• WHAT THE TASK ASKS
Retype the full set of data, character for character.

(Beginning of GIVEN DATA)

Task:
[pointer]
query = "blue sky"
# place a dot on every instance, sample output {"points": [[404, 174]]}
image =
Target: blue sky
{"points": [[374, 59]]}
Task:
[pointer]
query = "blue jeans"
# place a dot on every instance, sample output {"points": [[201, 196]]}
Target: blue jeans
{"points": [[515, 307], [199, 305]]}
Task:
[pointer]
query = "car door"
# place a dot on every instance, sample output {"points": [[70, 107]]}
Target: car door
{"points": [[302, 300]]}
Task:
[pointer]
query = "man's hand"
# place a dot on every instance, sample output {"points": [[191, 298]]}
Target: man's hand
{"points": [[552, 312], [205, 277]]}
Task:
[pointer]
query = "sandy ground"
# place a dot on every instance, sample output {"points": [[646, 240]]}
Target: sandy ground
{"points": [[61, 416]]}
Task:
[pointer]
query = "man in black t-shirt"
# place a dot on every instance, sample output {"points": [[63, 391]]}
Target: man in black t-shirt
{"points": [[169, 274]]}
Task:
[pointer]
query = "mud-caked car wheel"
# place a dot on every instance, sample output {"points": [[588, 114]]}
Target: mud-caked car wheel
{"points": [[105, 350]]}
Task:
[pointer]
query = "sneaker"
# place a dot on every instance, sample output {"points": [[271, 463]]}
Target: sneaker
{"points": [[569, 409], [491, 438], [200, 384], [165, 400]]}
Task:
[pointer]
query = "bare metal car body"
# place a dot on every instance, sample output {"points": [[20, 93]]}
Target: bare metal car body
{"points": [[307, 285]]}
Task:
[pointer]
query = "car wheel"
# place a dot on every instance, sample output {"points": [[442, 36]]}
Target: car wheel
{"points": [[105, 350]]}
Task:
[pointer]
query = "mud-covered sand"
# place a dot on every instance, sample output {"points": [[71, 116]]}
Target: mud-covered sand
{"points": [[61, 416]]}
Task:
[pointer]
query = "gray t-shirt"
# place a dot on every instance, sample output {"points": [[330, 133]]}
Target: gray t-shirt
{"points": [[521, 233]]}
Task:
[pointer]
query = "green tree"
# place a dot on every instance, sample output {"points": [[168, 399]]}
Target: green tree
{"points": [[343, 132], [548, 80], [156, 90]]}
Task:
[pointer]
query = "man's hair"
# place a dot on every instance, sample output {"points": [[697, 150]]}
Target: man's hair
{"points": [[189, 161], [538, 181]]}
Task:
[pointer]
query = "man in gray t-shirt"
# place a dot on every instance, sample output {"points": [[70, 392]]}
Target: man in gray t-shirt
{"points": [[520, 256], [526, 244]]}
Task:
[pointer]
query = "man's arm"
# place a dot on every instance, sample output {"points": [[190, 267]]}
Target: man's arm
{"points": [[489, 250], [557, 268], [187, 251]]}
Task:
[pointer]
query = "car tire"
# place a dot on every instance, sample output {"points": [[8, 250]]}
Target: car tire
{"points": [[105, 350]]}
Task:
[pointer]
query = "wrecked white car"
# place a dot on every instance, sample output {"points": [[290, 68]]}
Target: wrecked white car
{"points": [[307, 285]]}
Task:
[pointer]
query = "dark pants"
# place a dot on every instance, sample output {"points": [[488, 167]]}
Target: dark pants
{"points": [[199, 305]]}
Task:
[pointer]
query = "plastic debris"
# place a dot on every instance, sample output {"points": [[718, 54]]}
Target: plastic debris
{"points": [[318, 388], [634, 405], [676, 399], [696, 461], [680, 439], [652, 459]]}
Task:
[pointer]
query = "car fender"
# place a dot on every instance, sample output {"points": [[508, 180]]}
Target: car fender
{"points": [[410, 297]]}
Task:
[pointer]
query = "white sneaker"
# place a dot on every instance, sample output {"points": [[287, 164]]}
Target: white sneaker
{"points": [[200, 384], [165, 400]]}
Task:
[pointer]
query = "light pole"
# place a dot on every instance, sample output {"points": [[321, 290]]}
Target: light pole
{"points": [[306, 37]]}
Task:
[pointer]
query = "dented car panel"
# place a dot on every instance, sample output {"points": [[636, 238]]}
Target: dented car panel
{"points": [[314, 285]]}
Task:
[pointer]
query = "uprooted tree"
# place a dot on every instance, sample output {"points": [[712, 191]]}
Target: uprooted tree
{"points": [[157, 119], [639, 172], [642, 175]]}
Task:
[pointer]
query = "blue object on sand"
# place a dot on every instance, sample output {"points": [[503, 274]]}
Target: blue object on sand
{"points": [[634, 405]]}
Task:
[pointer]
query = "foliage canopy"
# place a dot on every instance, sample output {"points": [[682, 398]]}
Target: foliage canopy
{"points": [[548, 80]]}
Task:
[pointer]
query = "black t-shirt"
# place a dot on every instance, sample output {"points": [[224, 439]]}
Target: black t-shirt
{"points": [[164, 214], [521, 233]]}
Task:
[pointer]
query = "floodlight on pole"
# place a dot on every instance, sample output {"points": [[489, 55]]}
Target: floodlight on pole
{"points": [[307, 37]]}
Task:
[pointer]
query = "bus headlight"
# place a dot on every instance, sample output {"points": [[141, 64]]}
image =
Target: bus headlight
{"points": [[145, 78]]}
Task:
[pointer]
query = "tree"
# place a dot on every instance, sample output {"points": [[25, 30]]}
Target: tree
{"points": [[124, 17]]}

(End of GIVEN DATA)

• WORKED SOLUTION
Task:
[pointer]
query = "blue sky"
# place a dot on every instance, sample output {"points": [[404, 174]]}
image =
Target: blue sky
{"points": [[374, 59]]}
Task:
[pointer]
query = "blue jeans"
# place a dot on every instance, sample output {"points": [[201, 196]]}
Target: blue jeans
{"points": [[515, 307], [199, 305]]}
Task:
[pointer]
query = "car door"
# place a dot on every instance, sample output {"points": [[70, 107]]}
Target: car door
{"points": [[302, 300]]}
Task:
[pointer]
query = "man's hand"
# place a dot on every instance, sample output {"points": [[191, 298]]}
Target: man's hand
{"points": [[552, 312], [205, 277]]}
Task:
[pointer]
query = "sandy ground"
# place a dot on every instance, sample output {"points": [[646, 240]]}
Target: sandy ground
{"points": [[61, 416]]}
Task:
[pointer]
query = "man in black t-shirt"
# place a dot on every instance, sample output {"points": [[63, 391]]}
Target: man in black t-shirt
{"points": [[169, 274]]}
Task:
[pointer]
query = "mud-caked car wheel"
# place a dot on every instance, sample output {"points": [[588, 114]]}
Target: mud-caked car wheel
{"points": [[105, 350]]}
Task:
[pointer]
query = "sneaker"
# place a dot on every instance, sample output {"points": [[271, 463]]}
Target: sneaker
{"points": [[569, 409], [491, 438], [200, 384], [165, 400]]}
Task:
[pointer]
query = "bare metal car body"
# place a dot on every instance, sample output {"points": [[20, 93]]}
Target: bare metal car body
{"points": [[307, 285]]}
Task:
[pointer]
query = "car wheel"
# place a dot on every instance, sample output {"points": [[442, 36]]}
Target: car wheel
{"points": [[105, 350]]}
Task:
[pointer]
query = "mud-covered sand"
# place a dot on every instance, sample output {"points": [[71, 116]]}
Target: mud-covered sand
{"points": [[61, 416]]}
Task:
[pointer]
query = "gray t-shirt"
# place a dot on every instance, sample output {"points": [[330, 133]]}
Target: gray t-shirt
{"points": [[521, 233]]}
Task:
[pointer]
query = "green tree"
# place a dot on every instance, sample output {"points": [[168, 399]]}
Target: green tree
{"points": [[343, 132], [548, 80], [156, 90]]}
Task:
[pointer]
query = "man's hair"
# place a dot on every instance, sample output {"points": [[697, 150]]}
Target: man's hair
{"points": [[189, 161], [538, 181]]}
Task:
[pointer]
query = "man in gray t-shirt"
# place a dot on every instance, sample output {"points": [[70, 392]]}
Target: man in gray t-shirt
{"points": [[520, 256], [526, 244]]}
Task:
[pointer]
query = "man's arm"
# place a dot on every instance, sample output {"points": [[190, 267]]}
Target: man's arm
{"points": [[489, 250], [557, 268], [187, 251]]}
Task:
[pointer]
query = "car tire"
# place a dot on every instance, sample output {"points": [[8, 250]]}
Target: car tire
{"points": [[105, 350]]}
Task:
[pointer]
query = "wrecked white car"
# place a dot on every instance, sample output {"points": [[290, 68]]}
Target: wrecked white car
{"points": [[307, 285]]}
Task:
[pointer]
query = "dark pants"
# place a dot on every instance, sample output {"points": [[488, 167]]}
Target: dark pants
{"points": [[199, 305]]}
Task:
[pointer]
query = "plastic debris"
# place a dot on every instance, sample output {"points": [[718, 54]]}
Target: plastic debris
{"points": [[318, 388], [634, 405], [676, 399], [696, 461], [680, 439], [652, 459]]}
Task:
[pointer]
query = "car fender"
# place a dot on every instance, sample output {"points": [[508, 180]]}
Target: car fender
{"points": [[410, 297]]}
Task:
[pointer]
query = "white sneaker"
# place a dot on every instance, sample output {"points": [[287, 164]]}
Target: white sneaker
{"points": [[200, 384], [165, 400]]}
Task:
[pointer]
query = "light pole"
# place a dot on every instance, sample output {"points": [[321, 290]]}
Target: light pole
{"points": [[306, 37]]}
Task:
[pointer]
query = "dented car panel"
# place a dot on every instance, sample output {"points": [[636, 238]]}
Target: dented car panel
{"points": [[314, 285]]}
Task:
[pointer]
query = "uprooted tree"
# place a dot on every instance, sample output {"points": [[712, 191]]}
Target: uprooted tree
{"points": [[157, 119], [639, 172], [642, 175]]}
Task:
[pointer]
query = "blue object on sand"
# place a dot on every instance, sample output {"points": [[503, 274]]}
Target: blue object on sand
{"points": [[634, 405]]}
Task:
[pointer]
query = "foliage canopy"
# place a dot on every instance, sample output {"points": [[682, 398]]}
Target: foliage canopy
{"points": [[548, 80]]}
Task:
[pointer]
query = "black t-shirt"
# place a dot on every instance, sample output {"points": [[224, 439]]}
Target: black t-shirt
{"points": [[164, 214], [521, 233]]}
Task:
[pointer]
query = "floodlight on pole"
# place a dot on every instance, sample output {"points": [[489, 55]]}
Target: floodlight on pole
{"points": [[307, 37]]}
Task:
[pointer]
query = "bus headlight"
# place a dot on every instance, sample output {"points": [[141, 64]]}
image =
Target: bus headlight
{"points": [[145, 78]]}
Task:
[pointer]
query = "tree"
# place a dot on every instance, sample output {"points": [[25, 30]]}
Target: tree
{"points": [[124, 17]]}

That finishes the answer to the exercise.